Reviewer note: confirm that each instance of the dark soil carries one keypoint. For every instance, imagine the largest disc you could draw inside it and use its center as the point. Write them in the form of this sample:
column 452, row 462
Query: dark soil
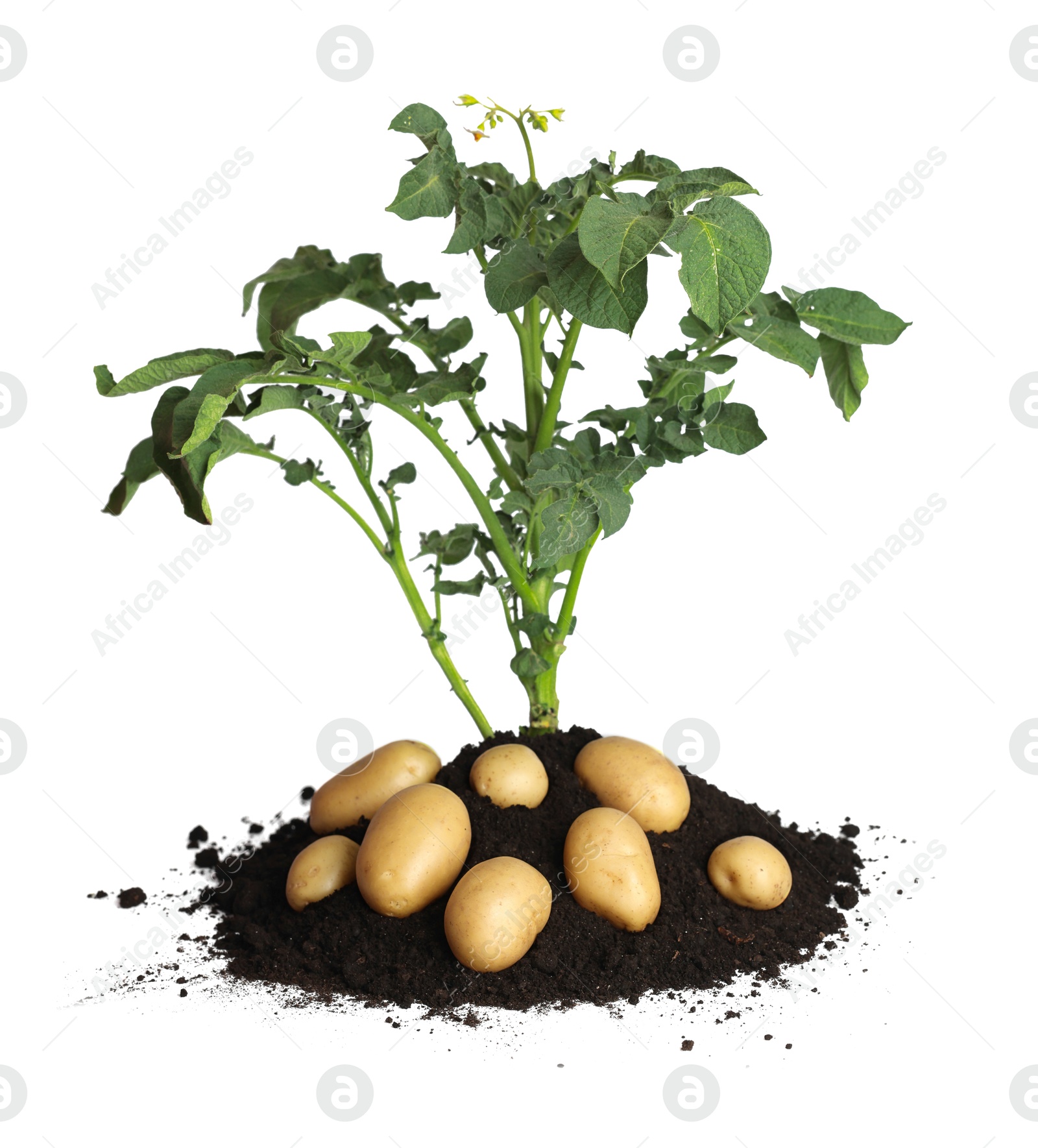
column 698, row 942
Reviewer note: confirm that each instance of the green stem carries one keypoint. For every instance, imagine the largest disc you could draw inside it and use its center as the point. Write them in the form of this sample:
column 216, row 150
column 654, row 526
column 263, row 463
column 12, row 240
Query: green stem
column 502, row 548
column 392, row 552
column 501, row 464
column 562, row 626
column 325, row 489
column 433, row 636
column 546, row 432
column 362, row 478
column 532, row 386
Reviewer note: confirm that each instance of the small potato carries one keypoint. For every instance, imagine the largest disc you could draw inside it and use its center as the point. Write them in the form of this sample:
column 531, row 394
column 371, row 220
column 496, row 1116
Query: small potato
column 362, row 788
column 610, row 868
column 495, row 913
column 635, row 779
column 510, row 775
column 751, row 873
column 414, row 849
column 323, row 868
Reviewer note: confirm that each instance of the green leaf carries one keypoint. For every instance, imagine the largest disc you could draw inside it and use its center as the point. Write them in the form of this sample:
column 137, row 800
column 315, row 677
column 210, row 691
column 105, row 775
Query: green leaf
column 479, row 218
column 514, row 277
column 346, row 347
column 179, row 365
column 687, row 186
column 553, row 469
column 568, row 526
column 195, row 417
column 418, row 119
column 849, row 316
column 435, row 387
column 527, row 664
column 313, row 278
column 452, row 548
column 734, row 428
column 187, row 474
column 428, row 189
column 648, row 168
column 617, row 237
column 845, row 373
column 274, row 398
column 611, row 501
column 400, row 476
column 725, row 256
column 586, row 293
column 306, row 258
column 516, row 501
column 787, row 341
column 534, row 625
column 717, row 364
column 472, row 586
column 140, row 467
column 774, row 304
column 234, row 440
column 298, row 473
column 693, row 328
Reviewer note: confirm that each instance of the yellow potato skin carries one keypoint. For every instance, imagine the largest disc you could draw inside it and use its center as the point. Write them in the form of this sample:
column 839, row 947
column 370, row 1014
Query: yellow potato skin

[Description of the task]: Revise all of the items above by replacing every occurrence of "Reviewer note" with "Annotator note", and reproduce them with all other text unchanged. Omit the pictures from your answer.

[Right answer]:
Annotator note: confirm that each instance of the dark soil carries one keypoint. For every instance, imagine the largest disc you could draw inside it and use its center as the point. Write them in the form of this sample:
column 452, row 462
Query: dark soil
column 698, row 942
Annotator note: confirm that each instance of the green stem carries one keypoint. For every instance, imagine the largest disc you could draw inside it and use its center as the point. Write them in the form of this sample:
column 216, row 150
column 654, row 526
column 263, row 463
column 12, row 240
Query: green stem
column 502, row 548
column 392, row 552
column 501, row 464
column 562, row 626
column 325, row 489
column 433, row 636
column 546, row 432
column 362, row 478
column 532, row 386
Annotator note: confirm that each instance of the small potato carries one keypoint. For every instance, imagine the largest disc you could draw inside it and use its center as the point. Write them in the form of this sample:
column 531, row 394
column 371, row 220
column 496, row 1116
Query: small potato
column 362, row 788
column 610, row 868
column 495, row 913
column 635, row 779
column 510, row 775
column 751, row 873
column 414, row 849
column 323, row 868
Annotator note: confirm that each instance of the green leaf carries one keypoint. For every instance, imagine the largest disc you could draw inside it and use its center as the point. Write them in the form of this sample:
column 137, row 800
column 315, row 677
column 210, row 691
column 105, row 775
Query: green leaf
column 479, row 218
column 514, row 277
column 346, row 347
column 179, row 365
column 687, row 186
column 553, row 469
column 568, row 526
column 195, row 417
column 418, row 119
column 849, row 316
column 435, row 387
column 527, row 664
column 313, row 278
column 452, row 548
column 734, row 428
column 187, row 474
column 428, row 189
column 648, row 168
column 617, row 237
column 845, row 373
column 274, row 398
column 611, row 501
column 400, row 476
column 725, row 256
column 586, row 293
column 306, row 258
column 516, row 501
column 787, row 341
column 534, row 625
column 717, row 364
column 472, row 586
column 140, row 467
column 774, row 304
column 234, row 440
column 298, row 473
column 693, row 328
Annotator note: confirm that each instance of the yellow potato skin carries one keypoint. For every instance, imagine the largest disc you could draw inside it and use its center as the point. Write them in the form of this sample:
column 839, row 947
column 370, row 1014
Query: yellow potato skin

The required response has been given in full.